__Selection__:

□ □ □ □

It would be wrong to assume that things had gone on so well for Garang and Sudan so far this year that it would be madness for anyone to think of eliminating him at this stage in the game.In Southern Sudan itself, there are armed groups and individuals who see Garang as the villain of piece among them, not the hero he is said to be.

Take the remnants of Anya-Nya II - a movement he successfully eliminated in the early 1980s to consolidate SPLA; they are still bitter. Some within the southern militia groups, who now collectively call themselves South Sudan Defence Force (SSDF, armed groups al- Bashir called "friendly forces"), would not be pleased to see Garang sit next to the president at the palace. Garang's recent pronouncements to have the militia or "other forces" disarmed if they refused to integrate with the SPLA or the government of Sudan's armed forces, or lay down their arms, could not have gone down well with them. And although al-Bashir and his close allies would be assumed to have nothing to gain in the short run from the death, it would be naive to rule out the involvement of generals in the Sudanese armed forces based in the south, who have vested interest in continuing the war. Getting rid of Garang would rock the boat he has got himself onto with al-Bashir, and they have the means to bring down a helicopter.”
The American columnist Wayne Madsen, commenting on the Garang accident wrote: “It is imperative to exercise a healthy dose of skepticism whenever there is a plane crash involving a key political figure in Africa. For example, we know from recent history that colonialist and apartheid forces were involved in the shooting down of the aircraft of UN Secretary General Dag Hammarskjold and Mozambican President Samora Machel. Niger's Tuareg leader Mano Dayak was killed in a suspicious plane crash in Niger a year and a half after the shooting down of the Rwanda One aircraft. As with the Rwandan and Burundian (Melchior Ndandaye was elected Hutu president but was soon after assassinated by the Tusti) leaders with their opposition, Dayak was engaged in peace negotiations with the central Niger government and was on his way to Niamey when the plane crashed. However, an autonomous Tuareg government threatened to undermine the plans of Exxon and other U.S. oil companies and mineral miners to have a free hand in exploiting oil and mineral resources around Lake Chad, along the Chadian-Nigerien border.

Equatorial Guinean officials were mum about who and how many people died in a recent plane crash near the capital Malabo. Equatorial Guinea, an oil rich but immensely poor African nation, was recently in the news as a result of the exposure of slush funds maintained by the former Riggs Bank of Washington, DC on behalf of Equatorial Guinea's dictator Teodoro Obiang. Are aerial assassinations in Africa influenced by Big Oil? Yes.

The wreckage of Rwanda One Mystere Falcon executive jet (top) carrying Presidents of Rwanda and Burundi, their staff, and a French crew; ordered shot down on April 6, 1994 by U.S. clients Yoweri Museveni and Paul Kagame. Major oil and natural gas reserves had been discovered in Rwanda, Uganda, Eastern Congo and Sudan. Soon, Museveni met with British officials of Heritage Oil and Kagame with Shell Oil officials. Kellogg, Brown & Root/Halliburton helped Angola track down and assassinate…Dr. Jonas Savimbi, Angola's UNITA rebel leader. That was a boon for U.S. oil companies and British and Israeli diamond and gold miners. And to ensure that Angola's government remained a central player in UN negotiations between Luanda and rebel UNITA forces, UN envoy and chief negotiator Alioune Blodin Beye's aircraft suspiciously crashed on its final stage of landing at Abidjan airport, in Beye's native Ivory Coast.

□ □ □ □

__Jobs__:
[A] Condense the paragraph of the passage that begins "Equatorial Guinean officials were mum" into a short bulleted list that keeps its main facts.
[B] Name every company that appears in the passage.
[C] Please reproduce the stretch of the passage from "Equatorial Guinean officials" through "Big Oil? Yes.", word for word.
The listing comes from a separate source.

__Supplied information__:
□ □ □ □

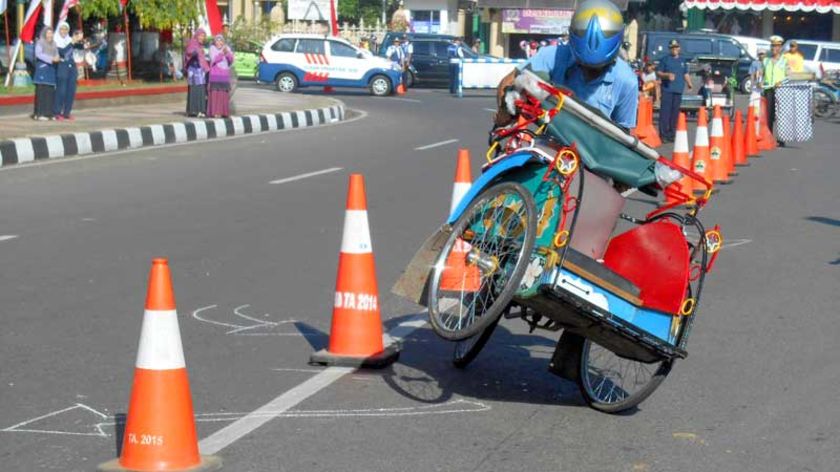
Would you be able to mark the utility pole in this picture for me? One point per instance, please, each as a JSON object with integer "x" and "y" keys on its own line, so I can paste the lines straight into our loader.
{"x": 21, "y": 76}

□ □ □ □

__Results by task__:
[A]
- Equatorial Guinean officials said nothing about who died, or how many, in a recent plane crash near the capital, Malabo.
- Equatorial Guinea is oil-rich but immensely poor.
- The country was recently in the news after slush funds kept by the former Riggs Bank of Washington, DC, for its dictator, Teodoro Obiang, were exposed.
- The paragraph asks whether Big Oil influences aerial assassinations in Africa and answers yes.

[B]
- Exxon
- Riggs Bank
- Heritage Oil
- Shell Oil
- Kellogg, Brown & Root/Halliburton

[C]
Equatorial Guinean officials were mum about who and how many people died in a recent plane crash near the capital Malabo. Equatorial Guinea, an oil rich but immensely poor African nation, was recently in the news as a result of the exposure of slush funds maintained by the former Riggs Bank of Washington, DC on behalf of Equatorial Guinea's dictator Teodoro Obiang. Are aerial assassinations in Africa influenced by Big Oil? Yes.